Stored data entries

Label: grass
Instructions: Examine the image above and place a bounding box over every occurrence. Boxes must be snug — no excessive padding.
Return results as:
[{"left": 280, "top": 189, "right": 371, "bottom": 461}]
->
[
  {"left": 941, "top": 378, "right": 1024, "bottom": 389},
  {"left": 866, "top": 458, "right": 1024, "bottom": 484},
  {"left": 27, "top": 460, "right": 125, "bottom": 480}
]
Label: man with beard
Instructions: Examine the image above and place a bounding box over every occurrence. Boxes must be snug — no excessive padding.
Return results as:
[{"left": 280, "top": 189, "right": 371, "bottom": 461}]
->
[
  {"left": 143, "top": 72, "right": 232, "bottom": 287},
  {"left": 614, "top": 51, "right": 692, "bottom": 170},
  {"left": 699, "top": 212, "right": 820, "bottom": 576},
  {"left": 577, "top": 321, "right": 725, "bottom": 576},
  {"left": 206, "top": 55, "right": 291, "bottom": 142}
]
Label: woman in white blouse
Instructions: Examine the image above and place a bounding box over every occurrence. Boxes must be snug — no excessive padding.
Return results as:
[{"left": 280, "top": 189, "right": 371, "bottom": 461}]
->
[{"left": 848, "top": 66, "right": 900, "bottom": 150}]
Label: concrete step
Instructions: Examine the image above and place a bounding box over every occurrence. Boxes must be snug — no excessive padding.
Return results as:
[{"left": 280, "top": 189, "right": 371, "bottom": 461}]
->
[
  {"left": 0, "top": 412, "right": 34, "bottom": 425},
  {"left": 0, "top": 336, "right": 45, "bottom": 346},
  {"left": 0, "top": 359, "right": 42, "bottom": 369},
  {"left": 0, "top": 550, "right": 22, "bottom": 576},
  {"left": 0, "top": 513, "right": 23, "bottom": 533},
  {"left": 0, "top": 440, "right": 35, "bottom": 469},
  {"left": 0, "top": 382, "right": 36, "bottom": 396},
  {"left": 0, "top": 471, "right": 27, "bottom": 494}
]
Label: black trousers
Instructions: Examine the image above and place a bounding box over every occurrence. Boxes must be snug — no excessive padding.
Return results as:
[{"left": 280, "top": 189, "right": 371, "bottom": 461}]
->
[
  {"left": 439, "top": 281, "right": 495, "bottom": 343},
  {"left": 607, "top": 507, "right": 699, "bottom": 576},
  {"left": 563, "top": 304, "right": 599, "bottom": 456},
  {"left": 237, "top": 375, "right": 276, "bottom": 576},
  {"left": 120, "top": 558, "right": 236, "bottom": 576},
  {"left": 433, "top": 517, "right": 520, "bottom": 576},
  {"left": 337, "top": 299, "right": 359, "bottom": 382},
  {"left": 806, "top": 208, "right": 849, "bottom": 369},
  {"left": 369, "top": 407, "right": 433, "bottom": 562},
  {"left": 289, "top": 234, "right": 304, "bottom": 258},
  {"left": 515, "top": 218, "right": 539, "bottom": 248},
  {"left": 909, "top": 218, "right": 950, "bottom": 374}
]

Work instruction: Tally up the lines above in which "Label" occurs. Give the result as a bare number.

Response: 5